* **Exercise materials**:
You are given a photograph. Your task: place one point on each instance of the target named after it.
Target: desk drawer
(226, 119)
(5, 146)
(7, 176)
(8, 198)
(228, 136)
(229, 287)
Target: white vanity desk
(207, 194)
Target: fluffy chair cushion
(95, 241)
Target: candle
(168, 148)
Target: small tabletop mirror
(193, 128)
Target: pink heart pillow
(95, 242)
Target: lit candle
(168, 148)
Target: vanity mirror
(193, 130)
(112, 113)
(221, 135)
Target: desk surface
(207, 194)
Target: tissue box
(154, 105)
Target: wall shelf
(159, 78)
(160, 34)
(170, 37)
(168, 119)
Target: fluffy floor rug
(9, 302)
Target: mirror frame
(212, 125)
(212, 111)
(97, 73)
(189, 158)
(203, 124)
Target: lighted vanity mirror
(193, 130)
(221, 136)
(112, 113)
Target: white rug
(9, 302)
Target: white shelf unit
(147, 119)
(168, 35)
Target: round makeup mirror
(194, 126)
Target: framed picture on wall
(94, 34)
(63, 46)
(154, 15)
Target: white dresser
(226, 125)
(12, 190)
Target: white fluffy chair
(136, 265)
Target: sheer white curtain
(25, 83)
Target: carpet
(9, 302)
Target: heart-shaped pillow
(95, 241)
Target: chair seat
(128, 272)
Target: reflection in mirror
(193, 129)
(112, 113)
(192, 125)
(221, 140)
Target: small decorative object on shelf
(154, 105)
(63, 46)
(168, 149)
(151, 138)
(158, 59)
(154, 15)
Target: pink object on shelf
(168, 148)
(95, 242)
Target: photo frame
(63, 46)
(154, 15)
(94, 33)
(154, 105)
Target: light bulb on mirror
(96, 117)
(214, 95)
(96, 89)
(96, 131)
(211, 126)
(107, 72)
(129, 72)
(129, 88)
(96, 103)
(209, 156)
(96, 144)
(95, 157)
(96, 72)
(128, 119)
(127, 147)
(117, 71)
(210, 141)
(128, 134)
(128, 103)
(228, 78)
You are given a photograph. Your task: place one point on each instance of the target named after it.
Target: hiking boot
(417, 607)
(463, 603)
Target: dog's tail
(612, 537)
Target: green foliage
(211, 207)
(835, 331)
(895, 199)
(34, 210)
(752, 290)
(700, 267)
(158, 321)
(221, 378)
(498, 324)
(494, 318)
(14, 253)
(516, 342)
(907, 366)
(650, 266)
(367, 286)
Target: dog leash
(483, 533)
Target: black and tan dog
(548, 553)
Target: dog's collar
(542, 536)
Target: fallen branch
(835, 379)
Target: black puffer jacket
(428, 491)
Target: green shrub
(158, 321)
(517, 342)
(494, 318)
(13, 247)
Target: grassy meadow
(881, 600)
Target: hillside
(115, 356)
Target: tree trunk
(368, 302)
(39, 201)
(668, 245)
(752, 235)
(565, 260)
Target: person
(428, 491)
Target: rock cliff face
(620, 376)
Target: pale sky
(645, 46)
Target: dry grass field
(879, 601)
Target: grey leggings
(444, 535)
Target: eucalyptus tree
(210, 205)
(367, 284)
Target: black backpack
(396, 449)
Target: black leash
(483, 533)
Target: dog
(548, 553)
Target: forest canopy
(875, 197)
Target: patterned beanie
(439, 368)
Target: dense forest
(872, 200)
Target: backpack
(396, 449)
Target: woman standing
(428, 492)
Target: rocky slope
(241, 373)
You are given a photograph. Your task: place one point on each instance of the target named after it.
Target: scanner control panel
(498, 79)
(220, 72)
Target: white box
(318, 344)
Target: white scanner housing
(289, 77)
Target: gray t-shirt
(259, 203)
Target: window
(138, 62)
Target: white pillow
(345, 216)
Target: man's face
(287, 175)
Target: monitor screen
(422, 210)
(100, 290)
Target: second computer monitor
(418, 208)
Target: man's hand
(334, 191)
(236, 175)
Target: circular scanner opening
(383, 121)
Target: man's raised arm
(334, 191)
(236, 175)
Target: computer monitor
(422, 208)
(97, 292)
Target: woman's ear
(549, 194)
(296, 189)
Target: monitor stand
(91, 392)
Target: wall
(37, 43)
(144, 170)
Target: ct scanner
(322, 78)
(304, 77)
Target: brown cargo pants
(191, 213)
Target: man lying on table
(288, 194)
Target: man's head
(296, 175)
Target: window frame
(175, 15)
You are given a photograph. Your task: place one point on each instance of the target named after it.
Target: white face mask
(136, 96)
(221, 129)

* **Requirement**: All of the records above need to be printed again exactly as they appear.

* **Response to the task**:
You are given a photograph. Your task: place one point on each instance of the target named after it.
Target: desk drawer
(226, 119)
(5, 146)
(7, 176)
(8, 198)
(228, 136)
(229, 287)
Target: white vanity desk
(207, 194)
Target: fluffy chair cushion
(95, 241)
Target: candle
(168, 148)
Target: small tabletop mirror
(193, 128)
Target: pink heart pillow
(95, 242)
Target: lit candle
(168, 148)
Target: vanity mirror
(193, 130)
(112, 113)
(221, 135)
Target: desk surface
(207, 194)
Target: tissue box
(154, 105)
Target: wall shelf
(159, 78)
(160, 34)
(170, 37)
(168, 119)
Target: fluffy floor rug
(9, 302)
Target: mirror frame
(212, 125)
(212, 111)
(97, 73)
(189, 158)
(203, 124)
Target: lighted vanity mirror
(193, 130)
(221, 136)
(112, 113)
Target: white rug
(9, 302)
Target: white shelf unit
(147, 119)
(168, 35)
Target: round makeup mirror
(194, 126)
Target: framed picture on wall
(94, 34)
(63, 46)
(154, 15)
Target: white dresser
(226, 125)
(12, 190)
Target: white fluffy chair
(136, 265)
Target: sheer white curtain
(25, 83)
Target: carpet
(9, 302)
Target: heart-shaped pillow
(95, 241)
Target: chair seat
(128, 272)
Target: reflection in mirror
(193, 129)
(112, 113)
(192, 125)
(221, 140)
Target: small decorative object on shelf
(154, 105)
(63, 46)
(168, 149)
(151, 138)
(158, 59)
(154, 15)
Target: pink object on shelf
(168, 148)
(95, 242)
Target: photo frame
(63, 46)
(154, 15)
(94, 33)
(154, 105)
Target: light bulb on mirror
(96, 117)
(214, 95)
(96, 89)
(96, 131)
(211, 126)
(107, 72)
(129, 72)
(129, 88)
(96, 103)
(209, 156)
(96, 144)
(95, 157)
(96, 72)
(128, 119)
(127, 147)
(117, 71)
(210, 141)
(128, 134)
(128, 103)
(228, 78)
You are given a photograph. Your task: place one point on each instance of the target named after it.
Target: hiking boot
(417, 607)
(463, 603)
Target: dog's tail
(612, 537)
Target: green foliage
(211, 207)
(835, 331)
(895, 199)
(34, 210)
(752, 290)
(700, 267)
(158, 321)
(221, 378)
(498, 324)
(494, 318)
(14, 253)
(516, 342)
(907, 366)
(650, 266)
(367, 286)
Target: dog leash
(483, 533)
Target: black and tan dog
(548, 553)
Target: dog's collar
(542, 536)
Target: fallen branch
(835, 379)
Target: black puffer jacket
(428, 491)
Target: green shrub
(158, 321)
(517, 342)
(494, 318)
(13, 247)
Target: grassy meadow
(881, 600)
Target: hillside
(115, 356)
Target: tree trunk
(368, 302)
(39, 201)
(668, 245)
(752, 235)
(565, 260)
Target: person
(428, 491)
Target: rock cliff face
(620, 376)
Target: pale sky
(645, 46)
Target: dry grass field
(879, 601)
Target: grey leggings
(444, 535)
Target: eucalyptus tree
(210, 205)
(367, 284)
Target: black backpack
(396, 449)
Target: black leash
(483, 533)
Target: dog
(548, 553)
Target: forest canopy
(875, 197)
Target: patterned beanie
(439, 368)
Target: dense forest
(872, 200)
Target: backpack
(396, 449)
Target: woman standing
(428, 492)
Target: rocky slope
(241, 373)
You are given a photograph. Your task: place one point on each instance of the target named after it.
Target: scanner control panel
(498, 79)
(220, 72)
Target: white box
(318, 344)
Target: white scanner housing
(289, 77)
Target: gray t-shirt
(259, 203)
Target: window
(138, 62)
Target: white pillow
(345, 216)
Target: man's face
(287, 175)
Target: monitor screen
(422, 210)
(100, 290)
Target: second computer monitor
(418, 208)
Target: man's hand
(334, 191)
(236, 175)
Target: circular scanner opening
(383, 121)
Target: man's raised arm
(334, 191)
(236, 175)
Target: computer monitor
(422, 208)
(97, 292)
Target: woman's ear
(549, 194)
(296, 189)
Target: monitor stand
(91, 392)
Target: wall
(37, 43)
(144, 170)
Target: ct scanner
(322, 78)
(304, 77)
Target: brown cargo pants
(191, 213)
Target: man lying on table
(288, 194)
Target: man's head
(296, 175)
Target: window frame
(175, 15)
You are given a photograph. Your task: place one point on each instance of the target named after it.
Target: white face mask
(136, 96)
(221, 129)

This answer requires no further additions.